───── QUELLENAUSZUG

Es gab aber auch “erfreuliche” Dinge, deren Studium man sich nicht entgehen lassen sollte - wenn’s geht:

  • Die “alte Krähe” Edward Luttwak vom “Center for Strategic and International Studies” hat sich in der “Los Angeles Times” - kurz und knackig - zu einer ersten Nach-Afghanistan-Analyse aufgerafft, vor allem in Hinsicht auf die Europäer:
    http://latimes.com/templates/misc/printstory.jsp?slug=la-000002194jan10  - lesen.
     
  • US-Cowboy W. Bush hat immerhin 15,4 Mrd. US$ der “Foreign Operations Bill” quergezeichnet. Wir werden bald eine Analyse anfertigen, die die Ausgaben für Sicherheitspolitik (Aussen + Verteidigung) der USA und der EU miteinander vergleicht:
    http://www.usinfo.state.gov/cgi-bin/washfile/display.pl?p=/products/washfile/latest&f=0 2011101.clt&t=/products/washfile/newsitem.shtml  
     
  • Bei den “Tauben” vom CIA ist wieder ein Update über die “Entwicklung der Bedrohung durch auswärtige Raketen-Entwicklungen bis 2015” zu finden:
    http://www.cia.gov/nic/pubs/other_products/Unclassifiedballisticmissilefinal.htm
    Der Knackpunkt aus europäischer Sicht ist, dass es um Bedrohungen der USA geht. Da aber insbesondere der Iran lange vor den USA Europa wird bedrohen können, wäre es ja wohl löblich, wenn sich irgend jemand - vielleicht in Deutschland - bemüssigt fühlen würde, die Öffentlichkeit darüber in vergleichbarer Form informieren würde. Wer doch ein Thema für Scharpings Weissbuch, welches nie erscheinen wird.
     
  • Noch dringender wünschten wir uns, “Europäische Intelligence” würde zustande bringen, was wiederum bei den Tauben vom CIA zu finden ist: Das “U.S. National Intelligence Council” (NIC) hat einen Bericht über die für 2002 zu erwartenden “Global Humanitarian Emergencies” veröffentlicht:
    http://www.cia.gov/nic/pubs/other_products/global_humanitarian_pub.htm
    Das wäre der Stoff, aus dem deutsche/europäische Aussen/Sicherheitspolitik zu nähen wäre, koordiniert mit der US-amerikanischen - und dann tit for tat.

Leider verhilft die Erkenntnis nicht weiter, dass die blöden Amis sich tatsächlich für Sicherheitspolitik zumindest interessieren - und die Europäer nicht. Spätestens, wenn es im Irak zur Sache geht, ist Schluss mit lustig. Dann werden wir richtige Fronten haben: Die USA gegen den Rest der Welt.

{Wetten dass?}

 

Rüstungs-Plus: Futsch?

──────────

> AUFGABE UND VORGABEN:
(a) Welcher Einrichtung wird Edward Luttwak im Auszug zur Sicherheitspolitik zugeordnet?
(b) Welchen Betrag der „Foreign Operations Bill“ hat W. Bush laut dem Auszug gegengezeichnet?
(c) Auf welches Jahr bezieht sich der Bericht des NIC über die „Global Humanitarian Emergencies“?
Die Auflistung ist hierfür ohne Belang.

───── DATENZEILEN

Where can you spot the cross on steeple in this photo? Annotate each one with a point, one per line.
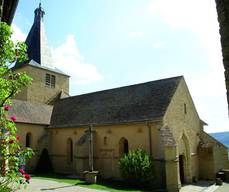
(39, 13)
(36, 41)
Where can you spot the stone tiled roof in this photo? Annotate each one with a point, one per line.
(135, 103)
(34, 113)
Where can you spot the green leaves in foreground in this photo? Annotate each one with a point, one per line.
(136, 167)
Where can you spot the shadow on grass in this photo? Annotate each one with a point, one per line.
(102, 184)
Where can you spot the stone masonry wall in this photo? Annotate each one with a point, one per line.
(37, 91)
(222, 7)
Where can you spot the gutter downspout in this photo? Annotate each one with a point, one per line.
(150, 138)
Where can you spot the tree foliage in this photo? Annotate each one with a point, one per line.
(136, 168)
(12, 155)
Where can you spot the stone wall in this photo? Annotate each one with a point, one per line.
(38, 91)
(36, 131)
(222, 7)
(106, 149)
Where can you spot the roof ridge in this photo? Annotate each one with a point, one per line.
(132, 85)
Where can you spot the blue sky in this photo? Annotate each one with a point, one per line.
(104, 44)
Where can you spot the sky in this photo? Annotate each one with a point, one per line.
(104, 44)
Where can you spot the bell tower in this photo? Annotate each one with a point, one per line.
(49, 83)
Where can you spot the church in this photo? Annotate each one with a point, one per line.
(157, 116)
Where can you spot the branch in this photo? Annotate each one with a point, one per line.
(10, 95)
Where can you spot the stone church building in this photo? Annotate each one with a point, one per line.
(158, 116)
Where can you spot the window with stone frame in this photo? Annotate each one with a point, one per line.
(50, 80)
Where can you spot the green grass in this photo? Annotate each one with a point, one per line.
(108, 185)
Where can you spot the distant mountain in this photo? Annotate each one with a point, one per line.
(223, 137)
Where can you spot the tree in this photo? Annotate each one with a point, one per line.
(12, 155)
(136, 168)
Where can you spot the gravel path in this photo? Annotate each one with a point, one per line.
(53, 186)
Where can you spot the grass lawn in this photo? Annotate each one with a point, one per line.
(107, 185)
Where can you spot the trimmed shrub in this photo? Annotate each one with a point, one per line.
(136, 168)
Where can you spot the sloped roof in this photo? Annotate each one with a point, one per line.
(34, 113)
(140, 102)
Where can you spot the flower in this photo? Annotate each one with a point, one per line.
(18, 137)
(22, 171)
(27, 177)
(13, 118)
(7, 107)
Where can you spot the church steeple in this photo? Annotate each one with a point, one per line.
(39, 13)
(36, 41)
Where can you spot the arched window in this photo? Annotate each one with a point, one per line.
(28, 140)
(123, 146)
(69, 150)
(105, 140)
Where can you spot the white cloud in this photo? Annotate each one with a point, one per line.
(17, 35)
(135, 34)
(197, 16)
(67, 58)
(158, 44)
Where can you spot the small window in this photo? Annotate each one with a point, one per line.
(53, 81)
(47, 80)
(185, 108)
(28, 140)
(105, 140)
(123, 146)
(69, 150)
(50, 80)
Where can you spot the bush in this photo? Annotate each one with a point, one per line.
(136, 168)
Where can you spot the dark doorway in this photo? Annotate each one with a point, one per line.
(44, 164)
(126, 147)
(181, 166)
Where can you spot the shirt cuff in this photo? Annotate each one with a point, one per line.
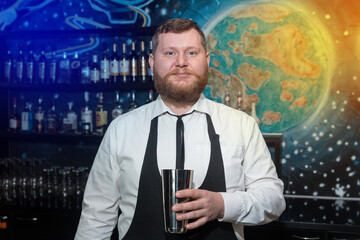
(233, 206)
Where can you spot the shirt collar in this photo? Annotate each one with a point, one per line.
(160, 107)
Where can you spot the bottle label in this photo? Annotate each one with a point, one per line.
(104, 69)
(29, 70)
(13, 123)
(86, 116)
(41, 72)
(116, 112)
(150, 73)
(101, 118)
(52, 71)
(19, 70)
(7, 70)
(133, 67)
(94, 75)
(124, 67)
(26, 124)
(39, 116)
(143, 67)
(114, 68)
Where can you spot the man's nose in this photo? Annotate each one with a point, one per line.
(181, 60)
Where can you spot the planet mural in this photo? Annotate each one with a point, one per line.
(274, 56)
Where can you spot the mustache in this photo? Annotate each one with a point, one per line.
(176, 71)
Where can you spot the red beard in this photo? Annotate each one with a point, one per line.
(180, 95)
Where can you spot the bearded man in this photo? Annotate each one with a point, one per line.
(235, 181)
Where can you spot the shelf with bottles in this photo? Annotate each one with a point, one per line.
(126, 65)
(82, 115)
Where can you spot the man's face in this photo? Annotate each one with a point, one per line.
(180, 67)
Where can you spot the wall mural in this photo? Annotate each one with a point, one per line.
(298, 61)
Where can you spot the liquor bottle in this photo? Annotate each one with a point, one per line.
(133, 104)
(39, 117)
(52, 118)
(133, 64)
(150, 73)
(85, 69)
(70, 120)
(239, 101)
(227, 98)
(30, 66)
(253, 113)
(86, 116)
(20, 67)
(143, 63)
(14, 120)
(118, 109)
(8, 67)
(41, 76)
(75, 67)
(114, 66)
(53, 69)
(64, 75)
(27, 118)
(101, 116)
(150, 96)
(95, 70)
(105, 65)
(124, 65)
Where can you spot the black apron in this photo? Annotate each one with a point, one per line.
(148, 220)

──────────
───── DATENZEILEN

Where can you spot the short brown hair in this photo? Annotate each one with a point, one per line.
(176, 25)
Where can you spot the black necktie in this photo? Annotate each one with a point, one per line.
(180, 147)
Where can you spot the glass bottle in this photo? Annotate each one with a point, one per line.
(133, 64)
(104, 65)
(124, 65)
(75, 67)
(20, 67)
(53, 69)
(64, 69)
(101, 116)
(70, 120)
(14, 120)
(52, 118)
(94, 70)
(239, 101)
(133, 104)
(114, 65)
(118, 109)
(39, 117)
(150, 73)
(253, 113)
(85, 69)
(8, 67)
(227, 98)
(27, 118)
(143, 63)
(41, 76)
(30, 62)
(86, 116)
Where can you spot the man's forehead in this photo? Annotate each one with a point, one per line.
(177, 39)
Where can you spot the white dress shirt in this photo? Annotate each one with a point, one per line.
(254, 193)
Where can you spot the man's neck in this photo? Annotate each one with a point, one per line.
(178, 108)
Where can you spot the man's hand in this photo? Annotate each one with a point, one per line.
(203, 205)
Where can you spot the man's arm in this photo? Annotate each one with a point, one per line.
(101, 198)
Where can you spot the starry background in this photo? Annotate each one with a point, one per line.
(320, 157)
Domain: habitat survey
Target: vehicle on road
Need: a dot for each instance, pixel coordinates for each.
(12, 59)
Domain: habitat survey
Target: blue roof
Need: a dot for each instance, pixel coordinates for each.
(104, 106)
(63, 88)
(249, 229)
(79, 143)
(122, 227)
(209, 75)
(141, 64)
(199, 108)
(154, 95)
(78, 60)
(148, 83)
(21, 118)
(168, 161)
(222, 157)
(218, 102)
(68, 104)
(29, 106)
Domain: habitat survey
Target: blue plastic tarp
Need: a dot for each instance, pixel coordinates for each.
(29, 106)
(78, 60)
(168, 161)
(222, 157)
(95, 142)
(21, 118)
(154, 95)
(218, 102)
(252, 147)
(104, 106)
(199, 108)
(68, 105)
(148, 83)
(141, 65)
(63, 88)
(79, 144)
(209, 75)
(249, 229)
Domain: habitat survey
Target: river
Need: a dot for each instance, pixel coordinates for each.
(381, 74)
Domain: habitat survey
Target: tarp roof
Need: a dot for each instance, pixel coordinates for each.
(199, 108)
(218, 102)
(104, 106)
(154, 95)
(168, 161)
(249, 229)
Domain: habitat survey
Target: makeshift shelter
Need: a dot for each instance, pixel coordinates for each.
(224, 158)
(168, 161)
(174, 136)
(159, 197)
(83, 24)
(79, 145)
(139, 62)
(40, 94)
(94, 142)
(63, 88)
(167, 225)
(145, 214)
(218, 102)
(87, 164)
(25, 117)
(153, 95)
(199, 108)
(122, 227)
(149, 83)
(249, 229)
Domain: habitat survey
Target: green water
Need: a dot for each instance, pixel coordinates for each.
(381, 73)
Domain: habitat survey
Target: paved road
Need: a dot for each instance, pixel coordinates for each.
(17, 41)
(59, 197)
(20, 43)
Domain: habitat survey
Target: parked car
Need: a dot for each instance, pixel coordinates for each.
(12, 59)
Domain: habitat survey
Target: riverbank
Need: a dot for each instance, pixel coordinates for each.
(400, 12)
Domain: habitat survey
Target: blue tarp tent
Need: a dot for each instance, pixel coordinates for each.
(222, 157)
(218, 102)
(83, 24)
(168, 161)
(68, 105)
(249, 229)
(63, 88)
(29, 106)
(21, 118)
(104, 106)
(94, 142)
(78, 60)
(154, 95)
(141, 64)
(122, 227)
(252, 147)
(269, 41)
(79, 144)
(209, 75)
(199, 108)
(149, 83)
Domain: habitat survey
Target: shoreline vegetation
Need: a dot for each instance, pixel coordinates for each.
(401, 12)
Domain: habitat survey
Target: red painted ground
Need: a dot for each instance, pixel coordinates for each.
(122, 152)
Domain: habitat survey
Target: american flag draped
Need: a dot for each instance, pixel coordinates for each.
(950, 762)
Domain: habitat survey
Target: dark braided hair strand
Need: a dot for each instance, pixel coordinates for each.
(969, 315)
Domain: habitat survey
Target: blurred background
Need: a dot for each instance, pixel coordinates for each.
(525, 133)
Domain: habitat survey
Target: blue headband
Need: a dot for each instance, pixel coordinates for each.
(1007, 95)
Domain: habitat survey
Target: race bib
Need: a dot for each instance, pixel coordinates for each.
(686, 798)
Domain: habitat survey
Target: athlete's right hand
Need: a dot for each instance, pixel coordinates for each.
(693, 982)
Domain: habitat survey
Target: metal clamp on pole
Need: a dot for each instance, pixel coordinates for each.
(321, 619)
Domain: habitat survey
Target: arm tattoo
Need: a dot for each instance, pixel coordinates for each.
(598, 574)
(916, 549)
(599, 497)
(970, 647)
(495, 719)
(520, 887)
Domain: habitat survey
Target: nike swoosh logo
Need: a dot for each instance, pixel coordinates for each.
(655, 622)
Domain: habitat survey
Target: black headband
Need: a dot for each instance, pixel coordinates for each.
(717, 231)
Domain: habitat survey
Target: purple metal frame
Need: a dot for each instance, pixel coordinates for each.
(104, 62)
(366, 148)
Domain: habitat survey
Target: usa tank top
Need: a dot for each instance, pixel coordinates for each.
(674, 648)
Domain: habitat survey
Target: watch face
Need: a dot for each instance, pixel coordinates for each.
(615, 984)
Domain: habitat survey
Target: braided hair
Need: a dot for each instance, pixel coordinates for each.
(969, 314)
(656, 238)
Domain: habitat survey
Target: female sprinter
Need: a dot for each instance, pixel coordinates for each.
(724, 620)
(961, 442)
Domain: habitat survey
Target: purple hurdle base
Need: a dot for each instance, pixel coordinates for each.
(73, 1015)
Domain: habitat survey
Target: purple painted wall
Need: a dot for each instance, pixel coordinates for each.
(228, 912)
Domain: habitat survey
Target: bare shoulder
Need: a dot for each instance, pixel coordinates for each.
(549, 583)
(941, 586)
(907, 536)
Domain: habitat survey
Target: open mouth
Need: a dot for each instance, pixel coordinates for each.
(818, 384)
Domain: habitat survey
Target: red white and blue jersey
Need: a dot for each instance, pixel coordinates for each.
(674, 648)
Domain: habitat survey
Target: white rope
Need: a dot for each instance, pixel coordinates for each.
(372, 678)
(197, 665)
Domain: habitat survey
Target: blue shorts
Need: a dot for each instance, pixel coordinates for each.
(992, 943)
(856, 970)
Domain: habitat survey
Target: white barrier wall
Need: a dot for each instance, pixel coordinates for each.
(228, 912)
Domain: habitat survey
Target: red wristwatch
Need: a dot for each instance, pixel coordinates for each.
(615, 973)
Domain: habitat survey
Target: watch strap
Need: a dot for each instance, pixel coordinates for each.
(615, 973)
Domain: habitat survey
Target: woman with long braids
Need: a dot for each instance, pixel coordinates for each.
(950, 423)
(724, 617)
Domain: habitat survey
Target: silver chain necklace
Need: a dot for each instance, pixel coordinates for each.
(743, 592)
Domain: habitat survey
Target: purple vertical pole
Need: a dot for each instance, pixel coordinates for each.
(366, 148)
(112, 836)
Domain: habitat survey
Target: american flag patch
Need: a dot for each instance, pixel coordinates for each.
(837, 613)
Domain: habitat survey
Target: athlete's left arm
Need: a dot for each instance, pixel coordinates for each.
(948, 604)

──────────

> ERGEBNIS DER ÜBUNG:
(a) Dem „Center for Strategic and International Studies“.
(b) 15,4 Mrd. US$.
(c) Auf das Jahr 2002.